→ **Directions for this task**: Write out every record below exactly as it appears.

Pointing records
☆ ☆ ☆ ☆
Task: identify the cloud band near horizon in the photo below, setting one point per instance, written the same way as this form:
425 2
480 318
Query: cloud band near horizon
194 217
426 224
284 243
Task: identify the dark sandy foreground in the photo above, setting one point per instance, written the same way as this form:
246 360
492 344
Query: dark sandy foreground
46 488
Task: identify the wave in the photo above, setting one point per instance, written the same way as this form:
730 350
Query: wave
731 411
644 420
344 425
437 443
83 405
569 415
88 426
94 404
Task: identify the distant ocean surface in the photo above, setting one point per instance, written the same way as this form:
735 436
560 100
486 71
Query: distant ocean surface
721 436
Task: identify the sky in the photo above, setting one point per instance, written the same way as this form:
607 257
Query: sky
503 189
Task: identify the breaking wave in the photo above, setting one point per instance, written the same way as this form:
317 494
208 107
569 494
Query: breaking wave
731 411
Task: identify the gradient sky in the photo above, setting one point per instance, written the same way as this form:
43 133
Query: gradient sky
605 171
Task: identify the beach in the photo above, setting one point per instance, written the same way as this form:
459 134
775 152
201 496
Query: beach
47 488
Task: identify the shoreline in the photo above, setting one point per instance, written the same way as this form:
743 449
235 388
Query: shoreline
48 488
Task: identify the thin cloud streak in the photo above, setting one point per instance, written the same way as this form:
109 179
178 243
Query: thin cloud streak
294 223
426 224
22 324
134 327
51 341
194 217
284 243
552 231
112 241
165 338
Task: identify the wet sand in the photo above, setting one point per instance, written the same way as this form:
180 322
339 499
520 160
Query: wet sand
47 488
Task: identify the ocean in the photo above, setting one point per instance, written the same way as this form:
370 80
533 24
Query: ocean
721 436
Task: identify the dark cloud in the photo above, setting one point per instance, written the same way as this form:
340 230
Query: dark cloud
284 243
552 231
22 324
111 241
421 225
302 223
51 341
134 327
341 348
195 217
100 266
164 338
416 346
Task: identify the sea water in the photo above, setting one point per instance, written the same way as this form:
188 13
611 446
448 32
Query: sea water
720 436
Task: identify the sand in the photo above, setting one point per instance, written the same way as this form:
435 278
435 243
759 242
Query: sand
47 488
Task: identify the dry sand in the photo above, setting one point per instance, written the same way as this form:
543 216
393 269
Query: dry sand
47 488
☆ ☆ ☆ ☆
→ **Result for this exercise**:
Task: identify the cloud band near horizon in the photo below, setting one point per instance, written the same way as this form:
425 2
480 318
Query: cloud band near horizon
194 217
426 224
284 243
Task: identify the dark sandy foreground in the photo above, setting one point per instance, written the same way as this form:
246 360
492 344
Query: dark sandy foreground
46 488
Task: identify the wave in the photo above, setting one point per instance, written the same way as this form:
730 350
Query: wave
731 411
644 420
344 425
437 443
83 405
569 415
88 426
94 404
Task: identify the distant ocean surface in the photo above, setting one point per instance, written the same way as this form:
735 436
560 100
486 71
Query: distant ocean surface
721 436
Task: identify the sky in the photo above, setting one point per instance, written the same way as this form:
607 257
Query: sky
503 189
Task: identify the breaking wave in the photo above, setting one point per instance, written the same way as this form:
317 494
208 107
569 494
Query: breaking wave
731 411
Task: identify the gradient sky in the photo above, setting one point per instance, written the same way as this form:
43 133
Query: gradient sky
605 171
Task: identify the beach in the photo above, setting one point per instance, written the same way as this form:
459 134
775 152
201 496
Query: beach
47 488
Task: identify the shoreline in the photo above, setting one point per instance, written the same way as this form:
743 449
235 388
Query: shoreline
48 488
Task: identify the thin cloud streak in the photo above, setting one point per instance, written the same way as this form:
109 179
178 243
Query: thin cloud streak
294 223
426 224
22 324
134 327
51 341
194 217
284 243
552 231
112 241
165 338
Task: identify the wet sand in the photo above, setting one point per instance, written the same way as this form:
180 322
339 499
520 160
Query: wet sand
47 488
Task: identify the ocean in the photo above, setting one point per instance, written the same way as this form:
370 80
533 24
Query: ocean
721 436
Task: identify the dark cloud in the photo above, setting one point per instance, written the same way as this form:
340 230
Query: dark cloud
284 243
552 231
22 324
111 241
421 225
302 223
51 341
134 327
341 348
195 217
100 266
164 338
416 346
Task: identify the sea water in the photo above, setting one point per instance, written the same way as this form:
188 13
611 446
448 32
Query: sea water
720 436
Task: identify the sand in the photo above, setting one point per instance, written the same way as this form:
435 278
435 243
759 242
Query: sand
47 488
Task: identify the dry sand in the photo above, setting one point per instance, written the same way as this form:
543 216
393 269
Query: dry sand
47 488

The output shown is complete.